──────── Material to process

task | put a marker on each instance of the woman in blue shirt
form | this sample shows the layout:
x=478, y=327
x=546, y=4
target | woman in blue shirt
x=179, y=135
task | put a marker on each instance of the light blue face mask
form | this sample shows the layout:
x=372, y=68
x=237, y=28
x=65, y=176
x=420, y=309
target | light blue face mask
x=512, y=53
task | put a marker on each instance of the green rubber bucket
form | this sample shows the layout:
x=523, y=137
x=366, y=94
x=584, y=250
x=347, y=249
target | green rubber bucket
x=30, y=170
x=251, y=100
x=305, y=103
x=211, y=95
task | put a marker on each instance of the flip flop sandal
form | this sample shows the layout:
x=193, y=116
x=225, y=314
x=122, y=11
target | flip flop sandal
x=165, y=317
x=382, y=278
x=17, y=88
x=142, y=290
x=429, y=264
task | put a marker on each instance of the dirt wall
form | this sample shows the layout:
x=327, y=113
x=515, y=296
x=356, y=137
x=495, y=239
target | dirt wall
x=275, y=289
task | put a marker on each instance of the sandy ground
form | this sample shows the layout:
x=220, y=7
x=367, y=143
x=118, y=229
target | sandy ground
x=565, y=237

────────────────

_Required task_
Put the lines above into a JSON list of strings with one string per line, leaving out blank lines. Begin at the line that contains "task | put a marker on each instance of the green" and continue through the end of the lines.

_Result_
[
  "task | put a marker on each instance of the green rubber bucket",
  "form | this sample shows the layout:",
  "x=523, y=137",
  "x=366, y=94",
  "x=584, y=250",
  "x=347, y=249",
  "target | green rubber bucket",
  "x=30, y=170",
  "x=251, y=100",
  "x=305, y=103",
  "x=211, y=95",
  "task | put a marker on each instance of the flip flop sandal",
  "form | this sample shows the layout:",
  "x=193, y=116",
  "x=225, y=314",
  "x=122, y=11",
  "target | flip flop sandal",
  "x=165, y=317",
  "x=382, y=278",
  "x=17, y=88",
  "x=142, y=290",
  "x=429, y=264",
  "task | put a marker on each instance of the dirt wall",
  "form | this sample shows the layout:",
  "x=327, y=113",
  "x=515, y=296",
  "x=356, y=137",
  "x=495, y=239",
  "target | dirt wall",
  "x=275, y=289",
  "task | put a marker on each instance of the sandy ground",
  "form | this sample shows the layout:",
  "x=220, y=7",
  "x=367, y=143",
  "x=118, y=229",
  "target | sandy ground",
  "x=565, y=237"
]